▶ [WHAT THE TASK REQUIRES]:
Give the entries from the line containing "Task: each instance of the man" through the final line of the entries as a numbered list, omitting any blank lines.
#####
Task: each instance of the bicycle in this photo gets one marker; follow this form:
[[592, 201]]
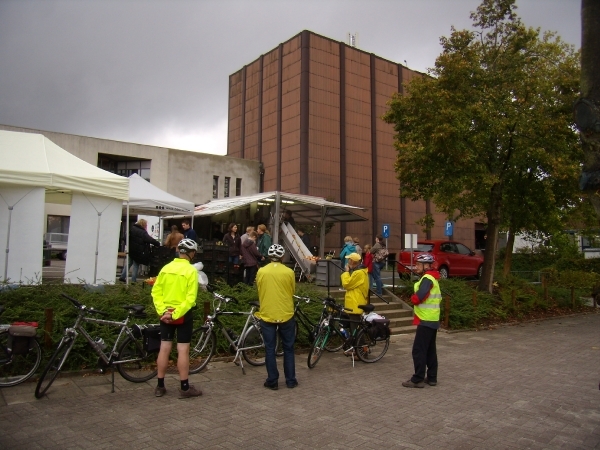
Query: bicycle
[[361, 342], [249, 344], [133, 362], [17, 366]]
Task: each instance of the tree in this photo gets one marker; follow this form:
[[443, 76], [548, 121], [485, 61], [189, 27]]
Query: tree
[[494, 113], [587, 109]]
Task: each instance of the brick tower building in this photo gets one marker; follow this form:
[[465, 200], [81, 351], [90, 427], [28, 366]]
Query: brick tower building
[[310, 110]]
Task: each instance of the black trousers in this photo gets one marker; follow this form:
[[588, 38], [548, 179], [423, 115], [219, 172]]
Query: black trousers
[[424, 354]]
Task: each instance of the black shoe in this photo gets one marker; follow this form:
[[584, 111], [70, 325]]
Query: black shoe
[[273, 386]]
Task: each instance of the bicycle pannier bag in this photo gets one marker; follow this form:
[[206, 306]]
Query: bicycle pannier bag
[[379, 329], [152, 338], [20, 337]]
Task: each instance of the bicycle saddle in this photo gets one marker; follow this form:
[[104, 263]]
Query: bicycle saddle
[[366, 308], [137, 309]]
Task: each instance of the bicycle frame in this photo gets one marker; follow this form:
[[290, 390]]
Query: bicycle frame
[[213, 321], [78, 329]]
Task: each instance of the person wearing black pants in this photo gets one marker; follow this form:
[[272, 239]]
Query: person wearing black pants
[[426, 301]]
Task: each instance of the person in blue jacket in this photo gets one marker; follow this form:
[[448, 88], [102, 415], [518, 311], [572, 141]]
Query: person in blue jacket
[[347, 249]]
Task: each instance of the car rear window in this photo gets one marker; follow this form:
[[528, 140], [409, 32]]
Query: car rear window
[[424, 247]]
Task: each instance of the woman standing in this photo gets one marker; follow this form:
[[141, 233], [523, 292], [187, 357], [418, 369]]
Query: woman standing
[[264, 242], [173, 238], [233, 241], [347, 249]]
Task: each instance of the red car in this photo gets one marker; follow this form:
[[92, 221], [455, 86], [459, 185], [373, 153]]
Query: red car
[[452, 259]]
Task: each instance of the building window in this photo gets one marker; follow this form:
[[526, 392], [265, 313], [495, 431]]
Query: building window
[[215, 186], [226, 187], [125, 166]]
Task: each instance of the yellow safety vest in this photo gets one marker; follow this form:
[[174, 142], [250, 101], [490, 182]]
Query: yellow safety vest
[[429, 310]]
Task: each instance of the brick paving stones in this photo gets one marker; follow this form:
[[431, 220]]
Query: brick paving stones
[[533, 386]]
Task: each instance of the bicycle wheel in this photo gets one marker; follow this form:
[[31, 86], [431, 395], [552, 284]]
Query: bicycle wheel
[[140, 365], [316, 351], [253, 338], [54, 366], [15, 369], [370, 350], [202, 348]]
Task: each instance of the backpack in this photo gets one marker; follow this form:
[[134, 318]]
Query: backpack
[[381, 255], [379, 329]]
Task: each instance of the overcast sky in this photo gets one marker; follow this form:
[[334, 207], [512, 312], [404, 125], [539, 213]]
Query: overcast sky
[[156, 72]]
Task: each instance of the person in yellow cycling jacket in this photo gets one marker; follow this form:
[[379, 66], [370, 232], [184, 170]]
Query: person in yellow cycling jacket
[[426, 301], [276, 287], [355, 280], [174, 294]]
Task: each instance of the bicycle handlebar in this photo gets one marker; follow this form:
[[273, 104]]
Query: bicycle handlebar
[[225, 299], [81, 307]]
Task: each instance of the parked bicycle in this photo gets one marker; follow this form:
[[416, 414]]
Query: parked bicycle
[[367, 341], [335, 341], [128, 354], [20, 353], [248, 343]]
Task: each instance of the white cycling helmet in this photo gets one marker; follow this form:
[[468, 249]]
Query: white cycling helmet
[[276, 251], [426, 258], [187, 245]]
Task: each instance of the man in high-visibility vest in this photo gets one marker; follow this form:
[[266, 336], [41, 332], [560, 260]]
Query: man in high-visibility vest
[[427, 299]]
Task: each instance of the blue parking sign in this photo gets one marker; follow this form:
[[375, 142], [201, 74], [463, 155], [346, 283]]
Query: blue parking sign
[[449, 230], [386, 230]]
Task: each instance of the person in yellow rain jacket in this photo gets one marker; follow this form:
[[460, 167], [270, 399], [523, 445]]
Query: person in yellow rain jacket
[[276, 287], [174, 294], [355, 280]]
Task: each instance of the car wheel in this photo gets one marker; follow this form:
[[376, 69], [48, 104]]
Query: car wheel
#####
▶ [RESULT FOR THIS TASK]:
1. Task: each instance of the man in high-visibility vest in this photo gets one marker; follow this form:
2. [[266, 336], [41, 332], [560, 260]]
3. Query: man in high-visibility vest
4. [[427, 299]]
5. Task: each instance of the blue parking sign in this photo gets one marker; follow this form:
6. [[375, 142], [201, 74], [463, 155], [346, 283]]
7. Query: blue parking sign
8. [[449, 230], [386, 230]]
9. Task: each instance of the person in yellow rain jacket in this photo gets one marker; follow this form:
10. [[460, 167], [270, 399], [523, 445]]
11. Query: person in yellow rain jacket
12. [[276, 287], [174, 294], [355, 280]]
13. Task: each instance of the car wheel in this photo gets one marker; follow this form:
14. [[376, 69], [48, 104]]
15. Query: car wheel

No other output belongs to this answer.